### Enunciado do exercício:
Reproduza na íntegra, inclusive os pedidos, os itens situados entre a linha que contém "In this exercise you will locate the hiker's" e a linha que contém "point(176, 178)", ambas incluídas. Redimensione as coordenadas das respostas multiplicando-as por 0,3 e arredondando-as para o inteiro mais próximo, com as metades arredondadas para cima.
**** Material de apoio ****
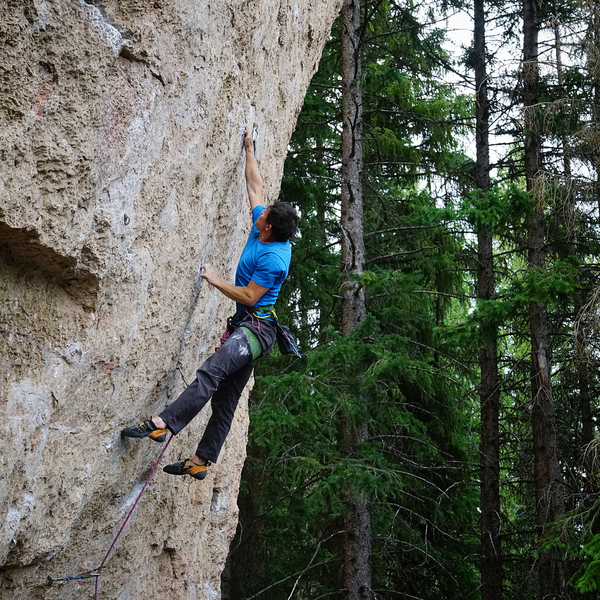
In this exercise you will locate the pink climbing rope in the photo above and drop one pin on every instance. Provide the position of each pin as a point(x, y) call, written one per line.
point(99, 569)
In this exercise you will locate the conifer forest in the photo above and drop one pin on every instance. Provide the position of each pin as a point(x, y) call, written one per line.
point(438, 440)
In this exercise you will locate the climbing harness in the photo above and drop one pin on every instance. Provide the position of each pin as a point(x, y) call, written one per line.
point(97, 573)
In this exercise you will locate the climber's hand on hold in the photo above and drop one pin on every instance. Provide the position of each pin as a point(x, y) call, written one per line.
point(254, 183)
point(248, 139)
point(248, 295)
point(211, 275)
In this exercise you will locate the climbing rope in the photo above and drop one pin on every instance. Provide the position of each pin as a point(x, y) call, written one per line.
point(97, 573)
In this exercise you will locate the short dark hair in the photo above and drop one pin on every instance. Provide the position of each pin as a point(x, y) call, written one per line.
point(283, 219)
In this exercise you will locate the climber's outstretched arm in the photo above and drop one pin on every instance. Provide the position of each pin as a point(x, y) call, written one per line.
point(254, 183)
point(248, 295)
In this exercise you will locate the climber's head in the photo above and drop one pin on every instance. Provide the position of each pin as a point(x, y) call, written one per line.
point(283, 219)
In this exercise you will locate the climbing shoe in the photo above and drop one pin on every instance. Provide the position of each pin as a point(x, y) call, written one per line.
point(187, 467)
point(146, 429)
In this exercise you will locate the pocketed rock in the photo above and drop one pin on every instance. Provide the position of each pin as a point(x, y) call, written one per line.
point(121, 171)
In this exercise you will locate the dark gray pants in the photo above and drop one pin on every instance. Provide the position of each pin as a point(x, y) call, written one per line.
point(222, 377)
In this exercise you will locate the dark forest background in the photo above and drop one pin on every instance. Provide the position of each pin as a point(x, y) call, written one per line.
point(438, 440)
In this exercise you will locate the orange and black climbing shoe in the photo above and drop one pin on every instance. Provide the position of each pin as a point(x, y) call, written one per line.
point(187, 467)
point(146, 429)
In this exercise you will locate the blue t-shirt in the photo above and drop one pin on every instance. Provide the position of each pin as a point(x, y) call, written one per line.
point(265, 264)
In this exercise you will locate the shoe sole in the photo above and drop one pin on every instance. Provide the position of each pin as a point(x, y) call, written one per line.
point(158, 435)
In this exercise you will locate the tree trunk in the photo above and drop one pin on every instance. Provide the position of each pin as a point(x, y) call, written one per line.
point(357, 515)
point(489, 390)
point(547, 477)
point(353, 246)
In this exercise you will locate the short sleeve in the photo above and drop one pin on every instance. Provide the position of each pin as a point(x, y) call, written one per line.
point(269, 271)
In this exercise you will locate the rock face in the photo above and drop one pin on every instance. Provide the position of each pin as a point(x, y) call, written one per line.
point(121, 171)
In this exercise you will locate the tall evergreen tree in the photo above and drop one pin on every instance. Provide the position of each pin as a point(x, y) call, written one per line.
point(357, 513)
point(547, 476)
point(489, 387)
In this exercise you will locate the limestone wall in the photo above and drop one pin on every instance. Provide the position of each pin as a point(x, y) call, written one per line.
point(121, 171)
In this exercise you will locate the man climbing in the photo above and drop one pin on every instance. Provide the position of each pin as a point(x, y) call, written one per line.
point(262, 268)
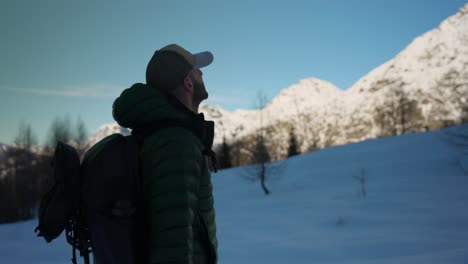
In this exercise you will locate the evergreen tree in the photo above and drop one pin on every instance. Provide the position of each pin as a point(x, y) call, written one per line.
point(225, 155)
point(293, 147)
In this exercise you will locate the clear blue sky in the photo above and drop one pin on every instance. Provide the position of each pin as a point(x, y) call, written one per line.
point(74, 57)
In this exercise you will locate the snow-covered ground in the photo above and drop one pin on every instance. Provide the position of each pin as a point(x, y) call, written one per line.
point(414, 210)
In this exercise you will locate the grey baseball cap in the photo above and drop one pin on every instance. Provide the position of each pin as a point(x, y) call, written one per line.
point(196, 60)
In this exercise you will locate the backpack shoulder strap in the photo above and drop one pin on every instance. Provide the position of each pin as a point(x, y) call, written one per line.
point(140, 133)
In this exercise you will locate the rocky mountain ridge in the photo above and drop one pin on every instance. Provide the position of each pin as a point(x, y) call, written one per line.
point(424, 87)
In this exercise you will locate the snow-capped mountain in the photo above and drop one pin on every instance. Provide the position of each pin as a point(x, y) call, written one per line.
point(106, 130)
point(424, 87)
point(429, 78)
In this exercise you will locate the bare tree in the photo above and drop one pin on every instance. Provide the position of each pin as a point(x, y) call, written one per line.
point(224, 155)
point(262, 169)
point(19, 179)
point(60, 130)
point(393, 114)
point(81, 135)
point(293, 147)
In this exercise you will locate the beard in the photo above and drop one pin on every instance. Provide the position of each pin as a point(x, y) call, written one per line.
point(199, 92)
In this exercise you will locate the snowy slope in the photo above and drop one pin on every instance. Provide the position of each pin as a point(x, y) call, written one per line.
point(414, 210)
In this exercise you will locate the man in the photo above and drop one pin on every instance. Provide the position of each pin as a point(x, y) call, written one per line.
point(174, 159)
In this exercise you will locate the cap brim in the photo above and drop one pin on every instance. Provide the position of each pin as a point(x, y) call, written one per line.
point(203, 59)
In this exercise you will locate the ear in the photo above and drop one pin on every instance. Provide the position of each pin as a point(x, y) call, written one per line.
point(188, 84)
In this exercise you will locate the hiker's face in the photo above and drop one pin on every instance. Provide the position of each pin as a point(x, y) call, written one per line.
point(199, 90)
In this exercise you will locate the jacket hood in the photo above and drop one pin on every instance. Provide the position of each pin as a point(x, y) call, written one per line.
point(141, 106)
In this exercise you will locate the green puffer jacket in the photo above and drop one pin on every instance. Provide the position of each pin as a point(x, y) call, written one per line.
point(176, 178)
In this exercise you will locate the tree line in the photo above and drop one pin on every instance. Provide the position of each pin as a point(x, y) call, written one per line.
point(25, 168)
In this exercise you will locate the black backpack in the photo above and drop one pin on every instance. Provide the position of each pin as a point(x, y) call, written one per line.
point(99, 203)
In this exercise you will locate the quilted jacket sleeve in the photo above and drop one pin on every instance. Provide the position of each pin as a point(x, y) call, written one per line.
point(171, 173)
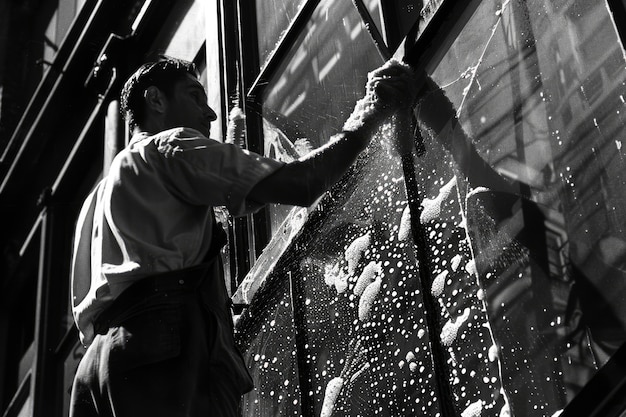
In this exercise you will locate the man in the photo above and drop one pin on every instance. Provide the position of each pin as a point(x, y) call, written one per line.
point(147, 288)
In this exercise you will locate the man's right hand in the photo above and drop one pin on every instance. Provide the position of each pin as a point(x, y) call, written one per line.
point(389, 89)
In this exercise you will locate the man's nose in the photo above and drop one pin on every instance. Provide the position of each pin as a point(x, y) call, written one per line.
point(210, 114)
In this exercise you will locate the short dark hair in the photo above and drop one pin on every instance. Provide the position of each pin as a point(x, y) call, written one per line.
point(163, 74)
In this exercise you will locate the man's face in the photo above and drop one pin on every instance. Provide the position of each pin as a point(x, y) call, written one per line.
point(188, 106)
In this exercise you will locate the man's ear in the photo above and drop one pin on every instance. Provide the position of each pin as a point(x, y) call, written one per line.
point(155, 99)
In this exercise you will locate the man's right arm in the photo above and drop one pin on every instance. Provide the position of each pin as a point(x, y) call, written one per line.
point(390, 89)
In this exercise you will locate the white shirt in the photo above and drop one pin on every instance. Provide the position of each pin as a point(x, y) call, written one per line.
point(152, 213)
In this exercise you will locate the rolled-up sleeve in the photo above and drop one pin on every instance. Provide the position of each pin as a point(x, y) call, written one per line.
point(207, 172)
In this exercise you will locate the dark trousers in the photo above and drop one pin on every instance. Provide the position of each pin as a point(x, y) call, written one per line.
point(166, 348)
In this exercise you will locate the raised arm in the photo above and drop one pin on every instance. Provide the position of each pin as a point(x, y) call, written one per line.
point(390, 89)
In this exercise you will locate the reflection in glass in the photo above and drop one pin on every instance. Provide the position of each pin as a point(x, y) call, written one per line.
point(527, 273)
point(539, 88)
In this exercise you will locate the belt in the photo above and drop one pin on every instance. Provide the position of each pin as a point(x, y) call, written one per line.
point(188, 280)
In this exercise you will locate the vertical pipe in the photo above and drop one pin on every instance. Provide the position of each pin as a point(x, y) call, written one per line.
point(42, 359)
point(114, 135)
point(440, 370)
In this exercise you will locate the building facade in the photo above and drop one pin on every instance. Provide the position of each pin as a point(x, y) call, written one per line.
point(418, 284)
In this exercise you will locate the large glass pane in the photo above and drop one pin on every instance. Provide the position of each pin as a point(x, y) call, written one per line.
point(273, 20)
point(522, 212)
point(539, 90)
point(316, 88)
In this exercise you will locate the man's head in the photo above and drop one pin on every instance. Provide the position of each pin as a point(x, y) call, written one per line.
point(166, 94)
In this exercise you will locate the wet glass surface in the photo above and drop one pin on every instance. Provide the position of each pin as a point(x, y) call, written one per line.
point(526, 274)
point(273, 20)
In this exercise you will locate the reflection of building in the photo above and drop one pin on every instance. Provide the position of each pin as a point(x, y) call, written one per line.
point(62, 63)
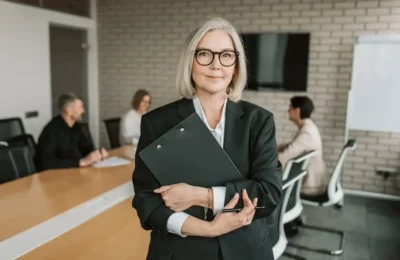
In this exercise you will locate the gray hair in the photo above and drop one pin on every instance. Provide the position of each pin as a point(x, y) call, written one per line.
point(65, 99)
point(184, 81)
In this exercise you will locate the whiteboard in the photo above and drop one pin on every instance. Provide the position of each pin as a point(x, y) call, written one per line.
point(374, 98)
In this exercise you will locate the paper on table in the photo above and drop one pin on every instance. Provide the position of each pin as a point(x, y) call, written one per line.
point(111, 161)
****
### Resposta:
In this exercise you will locate the hiker's face in the photo above and drop one pin on every instance. Provide the position of each pin as a point(x, y) call, written one per line.
point(60, 27)
In this exercise you will locate the jacket hood in the photo above and drop one pin on every instance. Provide the position of each pin as a point(x, y) call, written one per line.
point(42, 32)
In this exercise you will locate the green puffer jacket in the photo above and drop one pin on every instance. Provide the position of each pin as a point(x, y) call, written one per line.
point(53, 53)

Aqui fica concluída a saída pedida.